= What to do =
Reproduce, exactly, the lines of the material below from the line containing "Where can you see the white sock" through the line containing "column 24, row 268", with both end lines included and nothing else.

= Recorded information =
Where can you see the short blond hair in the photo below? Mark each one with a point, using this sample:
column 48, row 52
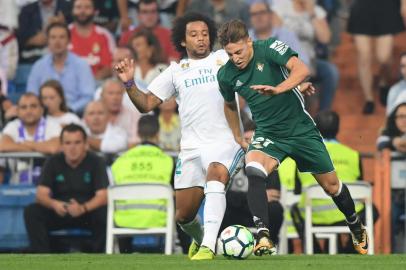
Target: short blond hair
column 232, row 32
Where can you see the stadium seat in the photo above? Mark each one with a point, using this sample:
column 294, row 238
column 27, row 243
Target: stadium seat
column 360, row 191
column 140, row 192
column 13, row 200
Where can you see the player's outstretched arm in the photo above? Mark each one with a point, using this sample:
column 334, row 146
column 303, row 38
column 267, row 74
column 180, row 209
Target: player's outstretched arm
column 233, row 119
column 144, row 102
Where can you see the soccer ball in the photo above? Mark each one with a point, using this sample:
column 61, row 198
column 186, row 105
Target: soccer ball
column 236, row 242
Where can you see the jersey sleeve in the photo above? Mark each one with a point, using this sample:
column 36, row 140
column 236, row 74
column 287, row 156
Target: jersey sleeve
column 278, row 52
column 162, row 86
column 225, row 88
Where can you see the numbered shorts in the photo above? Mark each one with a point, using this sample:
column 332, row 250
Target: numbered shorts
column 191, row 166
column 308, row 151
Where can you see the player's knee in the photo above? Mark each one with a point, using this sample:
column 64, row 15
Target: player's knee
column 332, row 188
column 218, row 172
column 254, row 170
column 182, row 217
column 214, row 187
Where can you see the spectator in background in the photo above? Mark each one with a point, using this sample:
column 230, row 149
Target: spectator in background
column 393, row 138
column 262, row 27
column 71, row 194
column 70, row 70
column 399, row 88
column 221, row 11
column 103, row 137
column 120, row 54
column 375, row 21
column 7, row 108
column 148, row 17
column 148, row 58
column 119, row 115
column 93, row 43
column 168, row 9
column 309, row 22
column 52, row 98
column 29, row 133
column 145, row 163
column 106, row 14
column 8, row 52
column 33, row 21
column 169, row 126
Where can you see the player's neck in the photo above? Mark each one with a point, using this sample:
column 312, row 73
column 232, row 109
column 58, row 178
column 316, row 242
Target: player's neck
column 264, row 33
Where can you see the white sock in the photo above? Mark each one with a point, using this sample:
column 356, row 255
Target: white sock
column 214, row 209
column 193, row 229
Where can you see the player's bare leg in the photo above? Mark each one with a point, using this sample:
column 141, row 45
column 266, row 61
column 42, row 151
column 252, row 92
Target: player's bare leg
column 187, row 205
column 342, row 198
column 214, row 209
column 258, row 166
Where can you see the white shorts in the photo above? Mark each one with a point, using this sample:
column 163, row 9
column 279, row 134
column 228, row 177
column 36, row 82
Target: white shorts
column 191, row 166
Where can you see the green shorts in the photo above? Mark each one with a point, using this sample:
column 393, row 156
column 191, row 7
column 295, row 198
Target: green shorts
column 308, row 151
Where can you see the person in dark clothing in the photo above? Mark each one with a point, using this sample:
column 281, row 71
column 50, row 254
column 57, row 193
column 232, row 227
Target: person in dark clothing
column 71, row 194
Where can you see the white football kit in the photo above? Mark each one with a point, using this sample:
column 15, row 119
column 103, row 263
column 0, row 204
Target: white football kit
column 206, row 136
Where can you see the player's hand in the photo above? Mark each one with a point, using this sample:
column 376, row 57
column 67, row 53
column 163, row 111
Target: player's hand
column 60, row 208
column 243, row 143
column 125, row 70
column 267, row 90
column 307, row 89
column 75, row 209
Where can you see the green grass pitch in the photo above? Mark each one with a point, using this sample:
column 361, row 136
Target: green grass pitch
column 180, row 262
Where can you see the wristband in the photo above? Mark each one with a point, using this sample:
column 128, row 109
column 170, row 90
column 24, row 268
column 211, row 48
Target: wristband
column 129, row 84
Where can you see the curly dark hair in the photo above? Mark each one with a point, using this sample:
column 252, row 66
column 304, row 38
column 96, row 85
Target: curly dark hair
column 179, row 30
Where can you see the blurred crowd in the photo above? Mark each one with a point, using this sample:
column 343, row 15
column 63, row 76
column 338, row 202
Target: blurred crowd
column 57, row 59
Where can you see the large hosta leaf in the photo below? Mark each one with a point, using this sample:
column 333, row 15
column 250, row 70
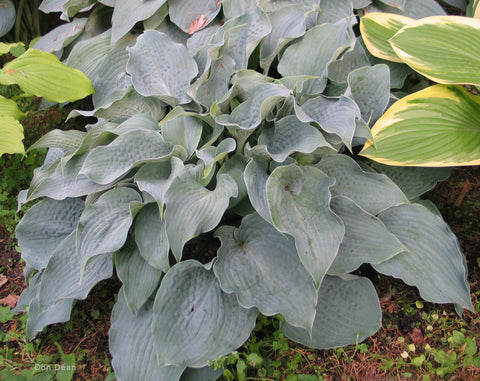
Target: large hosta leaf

= Answer for this exercise =
Where can you see the white sock in the photo above? Mark each one with a point, using this sample:
column 356, row 255
Target: white sock
column 214, row 209
column 193, row 229
Where can you see the player's bare leg in the photo above? Mark each one with a point, using this sample:
column 141, row 45
column 266, row 61
column 42, row 151
column 252, row 92
Target: player's bare leg
column 187, row 205
column 342, row 198
column 214, row 209
column 258, row 166
Where can you see the white shorts in the photo above? Mark each one with a point, using this sample:
column 163, row 9
column 279, row 134
column 228, row 177
column 36, row 82
Target: white shorts
column 191, row 166
Where can you see the green shorts in the photo above? Mark each one with a point, using this sample:
column 393, row 156
column 191, row 7
column 295, row 198
Target: green shorts
column 308, row 151
Where can you see the person in dark clothing in the photo above? Mark each one with a point, using this sample:
column 281, row 71
column 50, row 254
column 57, row 193
column 232, row 227
Target: person in dark clothing
column 71, row 194
Where can you see the white football kit in the photo above? Mark each one with a point, using this sample:
column 15, row 119
column 103, row 263
column 0, row 204
Target: white football kit
column 206, row 136
Where can you see the player's hand in the photo above? Mark each one with a point, using this sample:
column 376, row 57
column 67, row 53
column 163, row 111
Target: player's hand
column 60, row 208
column 243, row 143
column 125, row 70
column 267, row 90
column 307, row 89
column 75, row 209
Where can you see the green grass pitch in the photo above? Mark each one with a point, using this sample:
column 361, row 136
Target: green grass pitch
column 180, row 262
Where can you see the wristband in the photo above? Mark each one with a point, using this sample:
column 128, row 109
column 170, row 90
column 24, row 268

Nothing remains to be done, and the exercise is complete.